> [WHAT YOU SHOULD DO] Reproduce all of the rows below word for word, leaving out the pictures.

> [DATASET RECORDS]
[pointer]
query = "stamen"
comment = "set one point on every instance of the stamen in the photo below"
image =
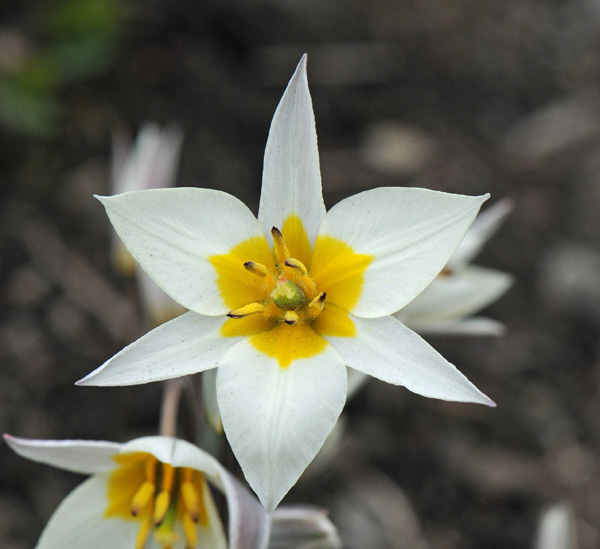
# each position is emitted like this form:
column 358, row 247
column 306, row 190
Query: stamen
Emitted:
column 247, row 310
column 142, row 497
column 308, row 286
column 316, row 306
column 290, row 318
column 190, row 532
column 296, row 264
column 256, row 268
column 146, row 490
column 281, row 251
column 143, row 533
column 163, row 499
column 189, row 494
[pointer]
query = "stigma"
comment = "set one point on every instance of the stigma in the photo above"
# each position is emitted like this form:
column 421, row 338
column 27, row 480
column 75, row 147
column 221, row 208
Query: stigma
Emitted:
column 292, row 295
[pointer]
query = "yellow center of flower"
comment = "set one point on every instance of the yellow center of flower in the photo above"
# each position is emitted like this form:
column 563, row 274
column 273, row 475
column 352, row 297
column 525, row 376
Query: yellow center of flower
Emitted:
column 287, row 298
column 160, row 497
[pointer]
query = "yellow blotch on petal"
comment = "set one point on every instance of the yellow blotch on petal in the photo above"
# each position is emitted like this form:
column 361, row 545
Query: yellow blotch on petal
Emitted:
column 180, row 496
column 297, row 239
column 237, row 285
column 334, row 321
column 288, row 343
column 339, row 271
column 124, row 482
column 247, row 326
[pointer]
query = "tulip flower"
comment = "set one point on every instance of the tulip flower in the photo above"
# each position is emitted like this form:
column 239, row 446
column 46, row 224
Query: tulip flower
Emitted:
column 149, row 493
column 284, row 303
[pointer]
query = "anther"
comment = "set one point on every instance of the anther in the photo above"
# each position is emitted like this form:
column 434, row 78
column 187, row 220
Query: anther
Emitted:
column 142, row 497
column 190, row 532
column 163, row 500
column 290, row 318
column 190, row 498
column 316, row 306
column 295, row 264
column 256, row 268
column 143, row 533
column 247, row 310
column 281, row 251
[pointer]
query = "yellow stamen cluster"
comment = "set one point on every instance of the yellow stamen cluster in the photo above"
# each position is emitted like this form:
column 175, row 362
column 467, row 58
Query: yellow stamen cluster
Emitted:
column 292, row 294
column 159, row 495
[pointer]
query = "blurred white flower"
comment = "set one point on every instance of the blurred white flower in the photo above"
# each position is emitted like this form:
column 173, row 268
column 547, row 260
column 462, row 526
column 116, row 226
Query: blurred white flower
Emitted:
column 446, row 306
column 556, row 529
column 146, row 494
column 302, row 527
column 151, row 163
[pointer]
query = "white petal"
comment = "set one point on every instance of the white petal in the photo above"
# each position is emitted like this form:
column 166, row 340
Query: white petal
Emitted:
column 454, row 296
column 386, row 349
column 356, row 380
column 474, row 326
column 209, row 394
column 185, row 345
column 484, row 227
column 79, row 456
column 277, row 419
column 79, row 522
column 302, row 527
column 291, row 175
column 410, row 232
column 248, row 522
column 172, row 232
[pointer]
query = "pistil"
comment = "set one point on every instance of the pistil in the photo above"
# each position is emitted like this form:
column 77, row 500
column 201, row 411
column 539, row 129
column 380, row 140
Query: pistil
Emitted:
column 281, row 250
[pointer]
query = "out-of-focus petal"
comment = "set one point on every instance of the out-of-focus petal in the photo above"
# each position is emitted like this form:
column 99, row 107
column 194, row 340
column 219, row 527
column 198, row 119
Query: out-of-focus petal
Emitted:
column 172, row 233
column 386, row 349
column 276, row 419
column 302, row 527
column 248, row 522
column 484, row 227
column 79, row 456
column 211, row 406
column 187, row 344
column 291, row 175
column 79, row 521
column 557, row 528
column 411, row 234
column 454, row 296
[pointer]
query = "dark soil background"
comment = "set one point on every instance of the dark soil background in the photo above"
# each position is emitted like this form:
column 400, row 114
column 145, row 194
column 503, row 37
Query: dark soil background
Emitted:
column 501, row 96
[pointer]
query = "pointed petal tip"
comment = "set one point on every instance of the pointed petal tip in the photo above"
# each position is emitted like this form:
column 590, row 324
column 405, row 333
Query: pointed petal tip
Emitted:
column 86, row 380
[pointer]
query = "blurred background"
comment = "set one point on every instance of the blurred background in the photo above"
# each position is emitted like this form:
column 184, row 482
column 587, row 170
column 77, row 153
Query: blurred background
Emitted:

> [TASK RESULT]
[pointer]
query = "stamen"
comment = "set one point on every instance of the stamen in the photo below"
image =
# each position is emitted like this form:
column 358, row 247
column 306, row 190
Query: stamen
Emitted:
column 247, row 310
column 142, row 497
column 308, row 286
column 316, row 306
column 290, row 318
column 190, row 532
column 296, row 264
column 256, row 268
column 146, row 490
column 281, row 251
column 143, row 533
column 163, row 499
column 189, row 494
[pointer]
query = "stigma"
comment = "set one point on every instance of the stigma in the photo above"
# each position is emitted like this form:
column 421, row 338
column 27, row 480
column 75, row 147
column 221, row 208
Query: stigma
Emitted:
column 292, row 295
[pointer]
query = "yellow center of flower"
comment = "set one point on every instance of the yellow center of flower in the photo above"
# each position is emitted like this form:
column 563, row 274
column 273, row 475
column 352, row 297
column 525, row 376
Query: yellow center of flower
Emitted:
column 287, row 298
column 160, row 497
[pointer]
query = "yellow blotch on petal"
comment = "set one point on every instance of the yellow blotch on petal in the photo above"
# each position is emitted like this form:
column 361, row 545
Query: yellow blotch on petal
Emitted:
column 180, row 496
column 297, row 239
column 237, row 285
column 334, row 321
column 288, row 343
column 339, row 271
column 124, row 482
column 247, row 326
[pointer]
query = "tulip flower"
comment = "set one point on every instance of the tulip flower in the photo above"
# each position is emitted like this form:
column 239, row 446
column 46, row 224
Query: tulip flower
Emitted:
column 149, row 493
column 284, row 303
[pointer]
query = "anther"
comment = "set one point on every instance of the anther in the photo above"
# each position is emitted like this form:
column 434, row 78
column 187, row 220
Query: anther
Emitted:
column 142, row 497
column 190, row 532
column 163, row 500
column 290, row 318
column 190, row 498
column 316, row 306
column 295, row 264
column 256, row 268
column 143, row 533
column 247, row 310
column 281, row 251
[pointer]
query = "yellow stamen cluster"
comment = "set one point on every instance of the yellow stamen cluster in the photo above"
# each position is emitted like this form:
column 175, row 362
column 467, row 58
Query: yellow stamen cluster
Emitted:
column 292, row 294
column 159, row 495
[pointer]
query = "blurred white flower"
comment = "set one point on every instance of the blurred white flower in the photo above"
# each position is emitted like this form:
column 173, row 268
column 547, row 260
column 462, row 526
column 116, row 226
Query: blurred white flower
Emitted:
column 446, row 306
column 556, row 529
column 146, row 494
column 302, row 527
column 151, row 163
[pointer]
query = "white petal"
comment = "set one point on every instance of the white petal in the photo above"
# each position is emitted like this form:
column 166, row 340
Query: white petal
Emitted:
column 454, row 296
column 386, row 349
column 356, row 380
column 474, row 326
column 209, row 394
column 185, row 345
column 484, row 227
column 79, row 456
column 277, row 419
column 79, row 522
column 302, row 527
column 291, row 175
column 410, row 232
column 248, row 522
column 172, row 232
[pointer]
query = "pistil"
comment = "set one point on every instance of the pistil in the photo above"
# each position is emitted like this form:
column 77, row 500
column 201, row 411
column 539, row 129
column 380, row 140
Query: pistil
Emitted:
column 281, row 250
[pointer]
query = "out-of-focus petal"
comment = "set one point on every instance of the out-of-focus petal in the photo above"
# each position is emitted like this form:
column 99, row 107
column 194, row 340
column 219, row 527
column 198, row 119
Query: out-of-focus petal
Emitted:
column 172, row 233
column 386, row 349
column 276, row 419
column 302, row 527
column 248, row 522
column 484, row 227
column 79, row 456
column 211, row 406
column 187, row 344
column 291, row 175
column 79, row 521
column 557, row 528
column 411, row 234
column 454, row 296
[pointer]
query = "dark soil background"
comment = "set one point on every instance of the dark soil background in the photo above"
# each position is emitted like this form:
column 400, row 114
column 145, row 194
column 503, row 37
Query: dark soil background
Emitted:
column 501, row 96
[pointer]
query = "pointed petal tip"
comment = "set one point on every instance of the pointed petal tip in the photo above"
# each position is emitted like this form:
column 590, row 324
column 405, row 333
Query: pointed petal tip
Emitted:
column 86, row 380
[pointer]
query = "blurred background"
comment = "set one point on every instance of the blurred background in the photo above"
# each position is emitted like this form:
column 184, row 482
column 587, row 170
column 77, row 153
Query: blurred background
Emitted:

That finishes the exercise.